### MATERIAL PROVIDED:

↓

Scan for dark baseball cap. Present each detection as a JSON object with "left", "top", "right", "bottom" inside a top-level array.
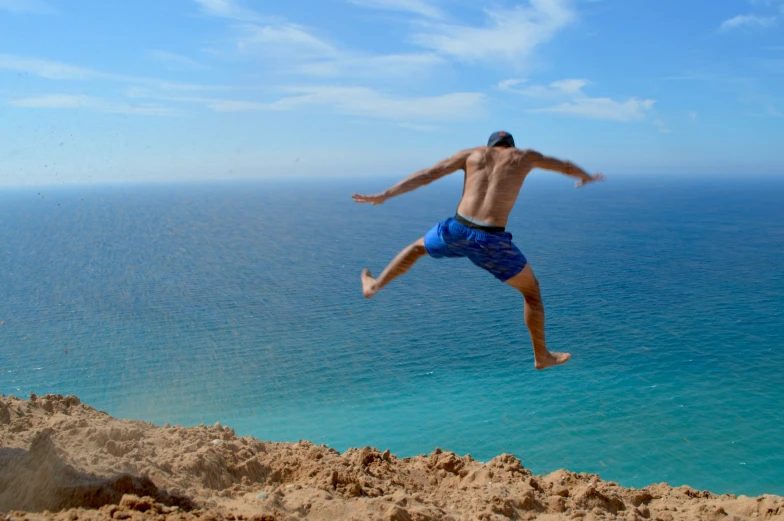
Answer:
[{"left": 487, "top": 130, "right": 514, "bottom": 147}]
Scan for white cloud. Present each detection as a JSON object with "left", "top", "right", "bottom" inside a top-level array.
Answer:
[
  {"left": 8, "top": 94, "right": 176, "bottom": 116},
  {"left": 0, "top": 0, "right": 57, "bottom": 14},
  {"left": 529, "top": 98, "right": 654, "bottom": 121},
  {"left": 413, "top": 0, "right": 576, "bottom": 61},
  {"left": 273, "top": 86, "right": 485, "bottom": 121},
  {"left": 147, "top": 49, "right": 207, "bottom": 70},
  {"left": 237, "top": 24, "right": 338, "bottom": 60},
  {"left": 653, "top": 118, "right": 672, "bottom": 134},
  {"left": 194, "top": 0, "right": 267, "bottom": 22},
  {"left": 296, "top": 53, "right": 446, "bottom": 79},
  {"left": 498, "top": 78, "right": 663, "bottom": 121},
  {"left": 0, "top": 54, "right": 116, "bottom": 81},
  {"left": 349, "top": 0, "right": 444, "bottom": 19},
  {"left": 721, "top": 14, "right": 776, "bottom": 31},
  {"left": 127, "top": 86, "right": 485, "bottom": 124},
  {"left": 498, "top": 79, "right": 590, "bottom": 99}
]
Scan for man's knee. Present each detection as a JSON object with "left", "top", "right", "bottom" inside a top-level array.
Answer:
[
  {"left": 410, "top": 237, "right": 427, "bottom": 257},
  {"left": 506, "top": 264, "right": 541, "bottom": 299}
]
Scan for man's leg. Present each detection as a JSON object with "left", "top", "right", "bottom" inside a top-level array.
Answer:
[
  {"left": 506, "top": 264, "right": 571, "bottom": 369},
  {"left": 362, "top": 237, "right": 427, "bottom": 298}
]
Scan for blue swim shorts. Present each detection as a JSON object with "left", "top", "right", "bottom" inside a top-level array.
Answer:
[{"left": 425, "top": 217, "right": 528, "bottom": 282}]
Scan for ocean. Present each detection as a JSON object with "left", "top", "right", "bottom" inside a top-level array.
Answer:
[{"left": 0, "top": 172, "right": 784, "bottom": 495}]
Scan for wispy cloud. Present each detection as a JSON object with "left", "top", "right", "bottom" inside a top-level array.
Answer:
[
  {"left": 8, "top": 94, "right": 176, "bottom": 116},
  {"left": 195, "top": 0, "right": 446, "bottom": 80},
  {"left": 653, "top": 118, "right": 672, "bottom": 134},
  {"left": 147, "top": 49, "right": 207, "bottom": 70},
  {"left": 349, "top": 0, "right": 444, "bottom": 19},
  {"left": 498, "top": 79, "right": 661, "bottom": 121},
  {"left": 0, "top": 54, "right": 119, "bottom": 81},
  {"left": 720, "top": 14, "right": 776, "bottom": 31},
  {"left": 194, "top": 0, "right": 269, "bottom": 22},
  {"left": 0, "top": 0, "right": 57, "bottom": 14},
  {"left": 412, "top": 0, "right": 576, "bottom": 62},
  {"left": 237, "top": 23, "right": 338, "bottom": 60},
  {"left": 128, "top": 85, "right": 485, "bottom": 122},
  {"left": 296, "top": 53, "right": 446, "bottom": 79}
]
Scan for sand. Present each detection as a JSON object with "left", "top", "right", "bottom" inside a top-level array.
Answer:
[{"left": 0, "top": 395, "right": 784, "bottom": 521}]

↑
↓

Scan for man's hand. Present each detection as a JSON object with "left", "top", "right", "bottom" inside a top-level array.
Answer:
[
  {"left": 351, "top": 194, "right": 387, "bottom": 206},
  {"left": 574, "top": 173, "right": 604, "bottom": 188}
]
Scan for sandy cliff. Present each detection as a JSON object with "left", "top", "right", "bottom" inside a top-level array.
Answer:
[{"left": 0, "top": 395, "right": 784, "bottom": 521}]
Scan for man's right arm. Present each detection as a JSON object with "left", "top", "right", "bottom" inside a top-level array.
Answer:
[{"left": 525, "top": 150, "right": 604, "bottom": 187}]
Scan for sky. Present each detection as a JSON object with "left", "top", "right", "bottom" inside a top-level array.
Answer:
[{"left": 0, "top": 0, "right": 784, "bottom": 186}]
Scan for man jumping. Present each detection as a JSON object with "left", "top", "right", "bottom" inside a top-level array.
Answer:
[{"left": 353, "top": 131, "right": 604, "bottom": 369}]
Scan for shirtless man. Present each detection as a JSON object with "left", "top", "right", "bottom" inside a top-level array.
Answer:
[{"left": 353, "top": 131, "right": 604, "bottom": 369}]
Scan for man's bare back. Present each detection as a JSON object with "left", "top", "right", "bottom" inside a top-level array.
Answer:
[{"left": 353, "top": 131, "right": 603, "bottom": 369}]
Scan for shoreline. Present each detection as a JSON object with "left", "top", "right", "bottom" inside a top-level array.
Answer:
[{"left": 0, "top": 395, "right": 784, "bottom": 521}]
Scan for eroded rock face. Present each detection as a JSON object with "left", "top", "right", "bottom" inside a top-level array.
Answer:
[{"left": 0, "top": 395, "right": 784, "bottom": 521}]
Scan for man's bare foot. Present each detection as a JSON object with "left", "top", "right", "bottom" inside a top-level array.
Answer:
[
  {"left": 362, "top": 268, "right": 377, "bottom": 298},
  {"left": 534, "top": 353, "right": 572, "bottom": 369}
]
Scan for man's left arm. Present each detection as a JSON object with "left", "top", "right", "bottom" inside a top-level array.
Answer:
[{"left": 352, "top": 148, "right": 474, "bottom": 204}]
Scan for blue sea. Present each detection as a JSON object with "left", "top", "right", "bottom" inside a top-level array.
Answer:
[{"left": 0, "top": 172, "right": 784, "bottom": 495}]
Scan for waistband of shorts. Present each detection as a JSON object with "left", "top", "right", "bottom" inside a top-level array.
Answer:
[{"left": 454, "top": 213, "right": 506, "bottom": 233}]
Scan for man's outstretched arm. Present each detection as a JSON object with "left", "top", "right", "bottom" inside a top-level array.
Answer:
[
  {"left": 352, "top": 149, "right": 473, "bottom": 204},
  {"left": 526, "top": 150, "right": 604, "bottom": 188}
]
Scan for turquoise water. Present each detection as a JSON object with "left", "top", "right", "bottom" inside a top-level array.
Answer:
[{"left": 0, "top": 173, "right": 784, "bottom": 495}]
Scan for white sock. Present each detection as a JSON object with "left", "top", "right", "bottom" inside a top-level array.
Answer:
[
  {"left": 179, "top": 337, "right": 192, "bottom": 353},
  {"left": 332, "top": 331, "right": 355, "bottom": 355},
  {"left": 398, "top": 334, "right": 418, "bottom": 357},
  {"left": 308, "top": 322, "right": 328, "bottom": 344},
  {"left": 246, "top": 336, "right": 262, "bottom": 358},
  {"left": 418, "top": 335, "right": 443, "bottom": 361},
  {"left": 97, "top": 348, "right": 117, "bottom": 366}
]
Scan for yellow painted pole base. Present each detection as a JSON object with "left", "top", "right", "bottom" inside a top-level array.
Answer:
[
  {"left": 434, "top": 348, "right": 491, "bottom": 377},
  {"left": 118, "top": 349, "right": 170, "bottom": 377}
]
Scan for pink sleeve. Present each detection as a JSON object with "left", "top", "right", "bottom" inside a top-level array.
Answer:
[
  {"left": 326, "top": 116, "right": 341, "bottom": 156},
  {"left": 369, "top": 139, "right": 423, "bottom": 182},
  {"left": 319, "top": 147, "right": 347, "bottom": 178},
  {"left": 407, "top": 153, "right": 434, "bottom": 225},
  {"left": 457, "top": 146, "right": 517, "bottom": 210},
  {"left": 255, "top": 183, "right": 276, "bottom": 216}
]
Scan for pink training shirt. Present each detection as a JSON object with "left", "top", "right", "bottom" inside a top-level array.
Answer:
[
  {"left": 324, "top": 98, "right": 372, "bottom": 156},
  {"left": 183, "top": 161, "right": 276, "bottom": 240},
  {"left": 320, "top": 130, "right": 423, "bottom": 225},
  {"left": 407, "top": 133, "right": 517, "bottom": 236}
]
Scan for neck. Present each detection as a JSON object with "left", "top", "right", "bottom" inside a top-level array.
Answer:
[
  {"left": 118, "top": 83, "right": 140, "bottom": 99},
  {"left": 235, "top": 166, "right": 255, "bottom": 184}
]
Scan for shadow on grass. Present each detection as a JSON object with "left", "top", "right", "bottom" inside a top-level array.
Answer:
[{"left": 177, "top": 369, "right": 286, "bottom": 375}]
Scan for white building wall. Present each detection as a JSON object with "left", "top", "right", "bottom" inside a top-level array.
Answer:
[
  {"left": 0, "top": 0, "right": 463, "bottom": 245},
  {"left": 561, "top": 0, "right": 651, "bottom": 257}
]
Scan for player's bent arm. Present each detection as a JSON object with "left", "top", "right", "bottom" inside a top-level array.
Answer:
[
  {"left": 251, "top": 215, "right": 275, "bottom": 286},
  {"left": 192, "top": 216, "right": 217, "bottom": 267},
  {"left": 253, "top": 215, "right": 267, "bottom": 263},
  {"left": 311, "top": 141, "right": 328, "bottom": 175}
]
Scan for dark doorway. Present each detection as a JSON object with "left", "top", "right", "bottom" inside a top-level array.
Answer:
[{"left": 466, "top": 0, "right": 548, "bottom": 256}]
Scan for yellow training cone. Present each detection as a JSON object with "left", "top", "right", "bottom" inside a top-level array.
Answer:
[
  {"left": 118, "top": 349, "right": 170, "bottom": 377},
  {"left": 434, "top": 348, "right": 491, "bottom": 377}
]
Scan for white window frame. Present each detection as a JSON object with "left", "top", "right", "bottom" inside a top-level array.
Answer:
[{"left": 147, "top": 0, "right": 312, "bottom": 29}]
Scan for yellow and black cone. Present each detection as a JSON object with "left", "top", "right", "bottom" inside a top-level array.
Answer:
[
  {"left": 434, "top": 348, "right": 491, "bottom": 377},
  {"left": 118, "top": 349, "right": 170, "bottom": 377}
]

↑

### EXERCISE OBJECTIVE:
Pull out every line of the material above that contains the word "yellow". Case counts when matching.

### RESPONSE TO THIS EXERCISE:
Scan for yellow painted pole base. Present each detection as a JSON object with "left", "top", "right", "bottom" inside a top-level array.
Scan for yellow training cone. Present each detection as a JSON object with "left", "top", "right", "bottom" inside a top-level array.
Scan for yellow and black cone. Present each detection as a JSON object with "left", "top", "right", "bottom" inside a top-level array.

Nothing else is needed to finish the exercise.